Spatial annotation entries
/---

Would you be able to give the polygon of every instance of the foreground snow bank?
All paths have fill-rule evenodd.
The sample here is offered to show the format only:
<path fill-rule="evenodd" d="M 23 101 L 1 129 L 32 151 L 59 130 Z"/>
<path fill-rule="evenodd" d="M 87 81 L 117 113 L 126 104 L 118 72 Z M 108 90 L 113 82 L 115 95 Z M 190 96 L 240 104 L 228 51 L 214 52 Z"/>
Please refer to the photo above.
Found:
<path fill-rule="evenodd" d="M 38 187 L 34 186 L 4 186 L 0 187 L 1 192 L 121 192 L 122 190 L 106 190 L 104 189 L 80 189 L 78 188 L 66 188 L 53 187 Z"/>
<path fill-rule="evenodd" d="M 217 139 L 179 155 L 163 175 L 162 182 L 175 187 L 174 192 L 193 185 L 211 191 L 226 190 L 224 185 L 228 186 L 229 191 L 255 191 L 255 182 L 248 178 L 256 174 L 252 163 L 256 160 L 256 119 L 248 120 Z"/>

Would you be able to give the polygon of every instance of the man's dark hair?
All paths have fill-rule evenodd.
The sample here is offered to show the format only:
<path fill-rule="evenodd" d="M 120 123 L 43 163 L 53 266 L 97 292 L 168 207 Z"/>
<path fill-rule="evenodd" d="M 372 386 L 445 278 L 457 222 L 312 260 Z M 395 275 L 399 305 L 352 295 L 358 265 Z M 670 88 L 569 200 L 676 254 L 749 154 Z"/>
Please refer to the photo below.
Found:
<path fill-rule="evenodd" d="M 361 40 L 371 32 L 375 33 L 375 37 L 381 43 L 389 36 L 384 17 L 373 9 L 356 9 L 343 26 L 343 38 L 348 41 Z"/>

\---

Exercise goal: Rewrite all the entries above, putting "Located" in place of each "Found" and keeping everything else the same.

Response:
Would you be able to give the polygon of every instance of the foreground snow bank?
All paths have fill-rule evenodd.
The sample here is offered to show the format only:
<path fill-rule="evenodd" d="M 23 101 L 1 129 L 32 151 L 59 130 Z"/>
<path fill-rule="evenodd" d="M 87 81 L 117 113 L 126 104 L 118 72 Z M 108 90 L 113 82 L 115 95 Z M 190 96 L 240 104 L 228 51 L 214 52 Z"/>
Please refer to the photo above.
Located:
<path fill-rule="evenodd" d="M 38 187 L 34 186 L 4 186 L 0 187 L 1 192 L 121 192 L 122 190 L 106 190 L 104 189 L 80 189 L 78 188 L 66 188 L 53 187 Z"/>
<path fill-rule="evenodd" d="M 217 139 L 179 155 L 163 175 L 162 182 L 175 187 L 174 192 L 193 185 L 211 191 L 226 190 L 224 185 L 228 186 L 229 191 L 255 191 L 255 182 L 248 178 L 256 174 L 252 163 L 256 160 L 256 119 L 248 120 Z"/>

Would you be able to give the polygon of every instance of the man's dark hair?
All paths have fill-rule evenodd.
The sample here is offered to show the format only:
<path fill-rule="evenodd" d="M 120 123 L 43 163 L 53 266 L 97 292 L 168 207 Z"/>
<path fill-rule="evenodd" d="M 372 386 L 445 278 L 457 222 L 312 260 Z M 395 275 L 399 305 L 352 295 L 358 265 Z M 670 88 L 569 200 L 676 254 L 749 154 Z"/>
Please refer to the photo below.
Located:
<path fill-rule="evenodd" d="M 361 40 L 371 32 L 375 33 L 375 37 L 381 43 L 389 36 L 384 17 L 373 9 L 356 9 L 343 26 L 343 38 L 348 41 Z"/>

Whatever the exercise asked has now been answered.